--- TASK REQUIREMENTS ---
Determine the count of lines in the data below that include the word "building", and give nothing besides it.

--- SOURCE RECORDS ---

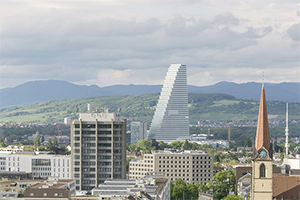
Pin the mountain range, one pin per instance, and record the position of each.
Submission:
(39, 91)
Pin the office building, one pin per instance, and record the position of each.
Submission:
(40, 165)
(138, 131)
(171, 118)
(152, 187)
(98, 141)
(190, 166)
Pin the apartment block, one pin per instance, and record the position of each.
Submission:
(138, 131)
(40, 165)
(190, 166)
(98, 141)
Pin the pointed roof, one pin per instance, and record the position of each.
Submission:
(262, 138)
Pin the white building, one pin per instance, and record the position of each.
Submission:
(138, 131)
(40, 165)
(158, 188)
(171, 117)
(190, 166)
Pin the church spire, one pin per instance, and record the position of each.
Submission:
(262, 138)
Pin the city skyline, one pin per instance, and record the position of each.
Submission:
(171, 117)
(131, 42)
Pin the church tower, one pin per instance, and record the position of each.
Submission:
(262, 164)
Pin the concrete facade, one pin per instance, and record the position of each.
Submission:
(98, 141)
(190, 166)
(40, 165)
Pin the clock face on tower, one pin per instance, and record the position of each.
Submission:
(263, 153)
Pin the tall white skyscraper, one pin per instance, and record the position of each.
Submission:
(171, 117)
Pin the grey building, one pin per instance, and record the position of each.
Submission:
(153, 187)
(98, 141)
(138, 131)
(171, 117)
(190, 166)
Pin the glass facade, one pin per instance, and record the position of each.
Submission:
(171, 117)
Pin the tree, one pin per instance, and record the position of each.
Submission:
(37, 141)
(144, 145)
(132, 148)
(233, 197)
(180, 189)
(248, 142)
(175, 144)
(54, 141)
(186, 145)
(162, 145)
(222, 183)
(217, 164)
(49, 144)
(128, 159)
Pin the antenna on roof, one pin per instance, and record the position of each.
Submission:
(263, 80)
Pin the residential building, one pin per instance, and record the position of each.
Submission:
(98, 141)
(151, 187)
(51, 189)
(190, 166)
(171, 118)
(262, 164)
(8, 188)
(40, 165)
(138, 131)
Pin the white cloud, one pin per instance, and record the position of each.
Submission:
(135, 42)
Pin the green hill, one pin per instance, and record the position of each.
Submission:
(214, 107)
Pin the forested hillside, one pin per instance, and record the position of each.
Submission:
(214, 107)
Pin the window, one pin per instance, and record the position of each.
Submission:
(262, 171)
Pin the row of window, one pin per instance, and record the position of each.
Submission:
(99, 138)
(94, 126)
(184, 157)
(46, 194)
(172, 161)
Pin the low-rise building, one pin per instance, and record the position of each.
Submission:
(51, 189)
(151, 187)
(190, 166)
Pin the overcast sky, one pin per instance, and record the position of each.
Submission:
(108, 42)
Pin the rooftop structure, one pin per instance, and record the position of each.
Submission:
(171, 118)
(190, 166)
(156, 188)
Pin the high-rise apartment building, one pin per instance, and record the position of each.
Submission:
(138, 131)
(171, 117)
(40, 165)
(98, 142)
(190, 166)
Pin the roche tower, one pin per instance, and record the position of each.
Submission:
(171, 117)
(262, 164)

* * *

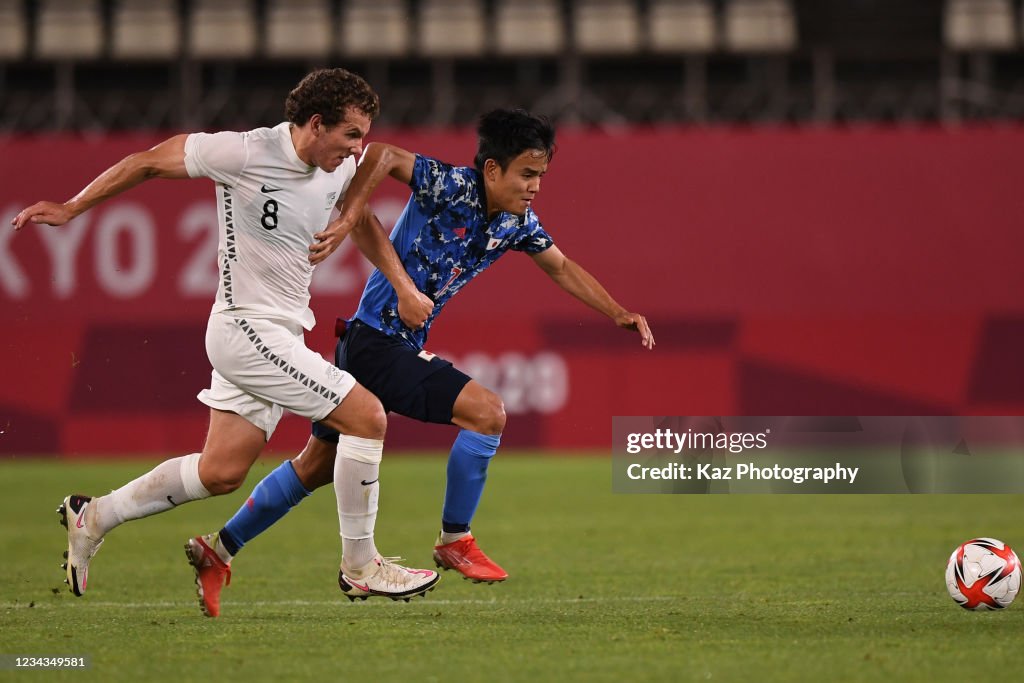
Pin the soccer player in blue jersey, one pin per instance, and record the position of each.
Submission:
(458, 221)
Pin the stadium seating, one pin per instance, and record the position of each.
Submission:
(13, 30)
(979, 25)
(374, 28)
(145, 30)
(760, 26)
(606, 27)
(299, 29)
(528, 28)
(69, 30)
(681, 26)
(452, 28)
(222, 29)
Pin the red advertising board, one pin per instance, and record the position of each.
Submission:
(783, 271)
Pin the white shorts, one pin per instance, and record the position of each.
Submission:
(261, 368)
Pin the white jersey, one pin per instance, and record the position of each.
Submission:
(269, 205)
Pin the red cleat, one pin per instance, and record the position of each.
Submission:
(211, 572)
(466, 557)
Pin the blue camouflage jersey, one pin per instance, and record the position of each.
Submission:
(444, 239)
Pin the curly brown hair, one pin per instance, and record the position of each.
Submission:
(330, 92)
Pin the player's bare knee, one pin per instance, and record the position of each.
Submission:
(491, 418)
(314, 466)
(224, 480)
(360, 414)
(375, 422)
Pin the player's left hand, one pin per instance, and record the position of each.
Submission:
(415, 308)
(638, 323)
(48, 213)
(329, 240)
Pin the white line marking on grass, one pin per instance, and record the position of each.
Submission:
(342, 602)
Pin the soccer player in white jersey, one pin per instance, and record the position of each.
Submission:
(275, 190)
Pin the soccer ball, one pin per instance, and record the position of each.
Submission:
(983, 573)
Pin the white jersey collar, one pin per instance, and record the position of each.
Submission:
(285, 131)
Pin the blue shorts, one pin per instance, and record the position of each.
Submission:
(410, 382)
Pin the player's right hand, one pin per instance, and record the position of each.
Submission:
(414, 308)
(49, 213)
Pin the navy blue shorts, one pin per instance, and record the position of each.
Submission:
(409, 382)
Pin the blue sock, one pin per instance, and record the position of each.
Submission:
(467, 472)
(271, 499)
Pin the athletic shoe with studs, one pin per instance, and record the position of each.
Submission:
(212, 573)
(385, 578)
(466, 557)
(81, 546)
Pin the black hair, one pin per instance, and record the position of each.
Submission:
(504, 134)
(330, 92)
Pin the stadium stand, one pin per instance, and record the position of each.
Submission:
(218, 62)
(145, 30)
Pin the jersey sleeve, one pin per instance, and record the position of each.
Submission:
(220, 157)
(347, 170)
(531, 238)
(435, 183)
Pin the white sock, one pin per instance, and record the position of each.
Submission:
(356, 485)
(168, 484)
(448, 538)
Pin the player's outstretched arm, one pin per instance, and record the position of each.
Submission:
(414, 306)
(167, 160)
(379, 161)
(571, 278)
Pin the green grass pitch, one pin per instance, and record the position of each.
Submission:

--- EXERCISE RESULT ---
6